# START OF Record set

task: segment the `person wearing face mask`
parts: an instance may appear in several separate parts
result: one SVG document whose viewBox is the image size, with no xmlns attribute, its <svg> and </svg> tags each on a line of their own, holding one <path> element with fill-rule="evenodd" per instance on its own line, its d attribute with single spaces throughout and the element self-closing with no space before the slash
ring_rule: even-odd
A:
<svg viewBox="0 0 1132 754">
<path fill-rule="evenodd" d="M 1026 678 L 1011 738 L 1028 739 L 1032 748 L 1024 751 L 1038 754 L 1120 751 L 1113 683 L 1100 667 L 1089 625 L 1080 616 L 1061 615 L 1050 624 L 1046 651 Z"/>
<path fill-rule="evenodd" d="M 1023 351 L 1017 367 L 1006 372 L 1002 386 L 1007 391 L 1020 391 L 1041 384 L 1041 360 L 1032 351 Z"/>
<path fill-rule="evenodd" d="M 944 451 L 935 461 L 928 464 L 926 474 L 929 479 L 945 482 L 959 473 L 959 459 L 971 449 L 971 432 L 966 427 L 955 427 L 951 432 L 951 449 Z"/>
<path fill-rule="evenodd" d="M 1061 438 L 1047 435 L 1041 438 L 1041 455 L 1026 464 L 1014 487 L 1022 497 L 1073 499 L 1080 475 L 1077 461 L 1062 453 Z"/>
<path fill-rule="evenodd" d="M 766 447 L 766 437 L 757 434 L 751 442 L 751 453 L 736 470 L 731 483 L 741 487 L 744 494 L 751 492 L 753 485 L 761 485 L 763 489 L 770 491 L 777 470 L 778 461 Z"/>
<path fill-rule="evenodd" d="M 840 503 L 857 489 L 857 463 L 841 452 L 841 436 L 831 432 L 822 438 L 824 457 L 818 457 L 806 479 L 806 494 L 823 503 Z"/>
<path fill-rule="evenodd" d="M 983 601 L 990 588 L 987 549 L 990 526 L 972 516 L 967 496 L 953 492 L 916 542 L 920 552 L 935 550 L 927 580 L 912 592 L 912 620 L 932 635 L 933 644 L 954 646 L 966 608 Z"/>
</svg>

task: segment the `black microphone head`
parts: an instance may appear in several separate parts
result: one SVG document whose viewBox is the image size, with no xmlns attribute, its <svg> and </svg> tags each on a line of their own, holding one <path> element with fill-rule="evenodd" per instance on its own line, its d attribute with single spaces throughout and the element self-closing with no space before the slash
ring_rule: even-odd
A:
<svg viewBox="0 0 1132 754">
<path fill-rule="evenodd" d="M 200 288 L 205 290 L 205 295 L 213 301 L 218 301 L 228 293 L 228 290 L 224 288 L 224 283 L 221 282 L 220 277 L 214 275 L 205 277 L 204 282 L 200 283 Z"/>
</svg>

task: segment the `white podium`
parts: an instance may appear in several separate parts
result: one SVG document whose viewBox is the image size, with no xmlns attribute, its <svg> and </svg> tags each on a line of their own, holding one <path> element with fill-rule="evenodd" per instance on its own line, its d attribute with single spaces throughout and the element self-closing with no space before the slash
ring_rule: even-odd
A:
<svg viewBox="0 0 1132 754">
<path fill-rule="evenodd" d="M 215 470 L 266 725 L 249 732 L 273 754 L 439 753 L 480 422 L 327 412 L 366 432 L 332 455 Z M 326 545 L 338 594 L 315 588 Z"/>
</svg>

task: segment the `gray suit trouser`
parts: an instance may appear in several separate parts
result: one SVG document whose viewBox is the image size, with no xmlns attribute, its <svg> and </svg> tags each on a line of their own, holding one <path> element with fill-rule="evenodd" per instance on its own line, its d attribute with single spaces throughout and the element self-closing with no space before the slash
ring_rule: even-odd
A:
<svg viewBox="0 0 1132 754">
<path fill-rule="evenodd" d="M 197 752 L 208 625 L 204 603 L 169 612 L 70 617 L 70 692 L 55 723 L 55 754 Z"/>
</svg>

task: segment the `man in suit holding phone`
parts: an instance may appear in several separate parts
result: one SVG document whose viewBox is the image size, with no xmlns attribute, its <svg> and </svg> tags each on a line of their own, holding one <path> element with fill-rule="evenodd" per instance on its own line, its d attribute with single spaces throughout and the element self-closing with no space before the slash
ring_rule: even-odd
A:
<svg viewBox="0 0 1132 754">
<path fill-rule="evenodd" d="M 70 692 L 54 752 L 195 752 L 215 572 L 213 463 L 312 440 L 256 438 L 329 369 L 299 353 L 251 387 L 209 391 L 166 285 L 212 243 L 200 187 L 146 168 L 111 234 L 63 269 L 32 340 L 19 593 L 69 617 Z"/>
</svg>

# END OF Record set

[Requirements] Repeat, character for character, the lines from the one that holds "in suit holding" to the final line of the material, inclusive, and no other lines.

[Output of the exercise]
task: segment the `man in suit holding phone`
parts: an instance may appear in several separate parts
result: one SVG document whose viewBox is the image size, with no xmlns attribute, its <svg> and </svg> tags each on a line of their own, holding one <path> element with fill-rule="evenodd" per instance on its own line, its d attribute with single spaces throughout and the element self-closing with no space before the slash
ring_rule: even-odd
A:
<svg viewBox="0 0 1132 754">
<path fill-rule="evenodd" d="M 70 692 L 54 752 L 195 752 L 215 572 L 213 463 L 312 440 L 256 438 L 329 369 L 299 353 L 251 387 L 209 391 L 166 285 L 212 243 L 200 187 L 146 168 L 111 234 L 63 269 L 32 340 L 19 593 L 69 617 Z"/>
</svg>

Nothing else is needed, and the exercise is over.